* WHAT YOU WILL DO:
A: In the passage below about life as we know it, which life form is named as not being made up of cells?
B: Retype the stretch of the passage below from "If we're going" through "a watery medium.".

To begin with, we have to decide what life-as-we-know-it, means. Certainly life-as-we-know-it is infinitely various. It flies, runs, leaps, crawls, walks, hops, swims, and just sits. It is green, red, yellow, pink, dead white and vari-colored. It glows and does not glow, eats and does not eat. It is boned, shelled, plated and soft; has limbs, tentacles or no appendages at all; it is hairy, scaly, feathery, leafy, spiny and bare.
If we're going to lump it all as life-as-we-know-it, we'll have to find out something it all has in common. We might say it is all composed of cells, except that this is not so. The virus, an important life form to anyone who has ever had a cold, is not.
So we must strike beyond physiology and reach into chemistry, saying that all life is made up of a directing set of nucleic acid molecules which controls chemical reactions through the agency of proteins working in a watery medium.

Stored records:
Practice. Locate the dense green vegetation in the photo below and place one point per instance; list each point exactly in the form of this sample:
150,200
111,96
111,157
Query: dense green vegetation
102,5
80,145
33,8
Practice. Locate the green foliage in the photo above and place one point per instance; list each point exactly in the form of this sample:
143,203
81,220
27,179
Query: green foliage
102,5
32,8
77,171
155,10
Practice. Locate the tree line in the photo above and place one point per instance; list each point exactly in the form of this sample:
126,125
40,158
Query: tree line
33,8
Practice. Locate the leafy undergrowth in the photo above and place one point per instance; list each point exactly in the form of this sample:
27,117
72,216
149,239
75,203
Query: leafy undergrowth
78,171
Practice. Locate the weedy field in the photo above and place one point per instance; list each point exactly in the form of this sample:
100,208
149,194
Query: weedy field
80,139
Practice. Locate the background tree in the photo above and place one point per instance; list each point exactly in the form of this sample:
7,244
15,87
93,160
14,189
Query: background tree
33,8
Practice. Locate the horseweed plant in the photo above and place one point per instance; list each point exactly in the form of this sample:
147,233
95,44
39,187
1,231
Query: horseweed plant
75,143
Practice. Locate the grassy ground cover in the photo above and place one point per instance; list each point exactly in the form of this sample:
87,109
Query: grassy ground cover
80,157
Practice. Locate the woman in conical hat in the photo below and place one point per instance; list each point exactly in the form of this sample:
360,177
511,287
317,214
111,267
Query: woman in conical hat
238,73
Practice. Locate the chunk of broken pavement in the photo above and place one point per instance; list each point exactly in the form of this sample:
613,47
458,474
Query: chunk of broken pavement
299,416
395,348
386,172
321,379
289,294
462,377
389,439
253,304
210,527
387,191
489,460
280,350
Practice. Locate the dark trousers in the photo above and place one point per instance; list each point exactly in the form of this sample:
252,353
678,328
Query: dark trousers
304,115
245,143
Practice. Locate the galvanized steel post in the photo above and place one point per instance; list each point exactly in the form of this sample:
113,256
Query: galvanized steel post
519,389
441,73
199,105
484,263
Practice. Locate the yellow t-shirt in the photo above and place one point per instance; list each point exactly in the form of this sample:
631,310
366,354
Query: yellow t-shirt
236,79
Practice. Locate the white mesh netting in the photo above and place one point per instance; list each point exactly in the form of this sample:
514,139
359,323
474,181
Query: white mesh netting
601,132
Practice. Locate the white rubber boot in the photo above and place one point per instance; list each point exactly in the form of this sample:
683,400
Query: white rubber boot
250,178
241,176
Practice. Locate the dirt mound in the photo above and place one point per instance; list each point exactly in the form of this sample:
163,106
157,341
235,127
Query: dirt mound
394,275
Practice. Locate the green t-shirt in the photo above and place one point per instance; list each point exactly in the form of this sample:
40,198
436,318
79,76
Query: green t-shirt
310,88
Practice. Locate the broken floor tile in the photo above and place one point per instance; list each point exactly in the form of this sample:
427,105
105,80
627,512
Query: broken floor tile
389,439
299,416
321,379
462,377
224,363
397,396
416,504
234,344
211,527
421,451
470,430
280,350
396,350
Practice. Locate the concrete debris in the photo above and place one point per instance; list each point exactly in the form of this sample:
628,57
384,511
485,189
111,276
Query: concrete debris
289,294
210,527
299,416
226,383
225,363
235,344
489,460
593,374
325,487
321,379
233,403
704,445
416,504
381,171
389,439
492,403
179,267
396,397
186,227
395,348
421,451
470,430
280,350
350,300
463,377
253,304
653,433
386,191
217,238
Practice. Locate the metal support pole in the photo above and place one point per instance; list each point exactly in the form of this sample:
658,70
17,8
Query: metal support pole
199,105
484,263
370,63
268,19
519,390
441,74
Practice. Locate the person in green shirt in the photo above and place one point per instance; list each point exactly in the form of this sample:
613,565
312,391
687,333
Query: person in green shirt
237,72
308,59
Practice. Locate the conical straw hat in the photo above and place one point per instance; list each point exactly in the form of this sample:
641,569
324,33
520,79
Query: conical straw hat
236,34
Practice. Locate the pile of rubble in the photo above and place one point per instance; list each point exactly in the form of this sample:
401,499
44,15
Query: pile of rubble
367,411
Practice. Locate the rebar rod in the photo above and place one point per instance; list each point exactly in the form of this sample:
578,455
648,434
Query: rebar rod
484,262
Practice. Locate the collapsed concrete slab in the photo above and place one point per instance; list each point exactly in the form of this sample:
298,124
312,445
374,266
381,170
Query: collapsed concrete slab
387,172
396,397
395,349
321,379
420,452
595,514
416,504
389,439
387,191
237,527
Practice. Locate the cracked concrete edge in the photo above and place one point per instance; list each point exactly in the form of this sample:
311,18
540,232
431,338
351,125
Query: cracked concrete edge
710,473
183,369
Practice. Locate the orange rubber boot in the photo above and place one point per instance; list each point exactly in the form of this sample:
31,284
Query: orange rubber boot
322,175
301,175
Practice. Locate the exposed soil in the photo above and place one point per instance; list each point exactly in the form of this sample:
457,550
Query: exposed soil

* TASK ANSWERS:
A: The virus.

B:
If we're going to lump it all as life-as-we-know-it, we'll have to find out something it all has in common. We might say it is all composed of cells, except that this is not so. The virus, an important life form to anyone who has ever had a cold, is not.
So we must strike beyond physiology and reach into chemistry, saying that all life is made up of a directing set of nucleic acid molecules which controls chemical reactions through the agency of proteins working in a watery medium.